Task brief:
Add 136 to each coordinate in the answers of the data below, and write out every line of the data again with that change, leaving all other lines as they are.

Stored data:
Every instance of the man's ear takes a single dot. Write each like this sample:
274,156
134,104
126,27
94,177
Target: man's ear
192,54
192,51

Written response:
Every instance of the man's ear takes a single dot. Write each like this sample:
274,156
134,104
126,27
94,177
Target: man's ear
328,190
328,187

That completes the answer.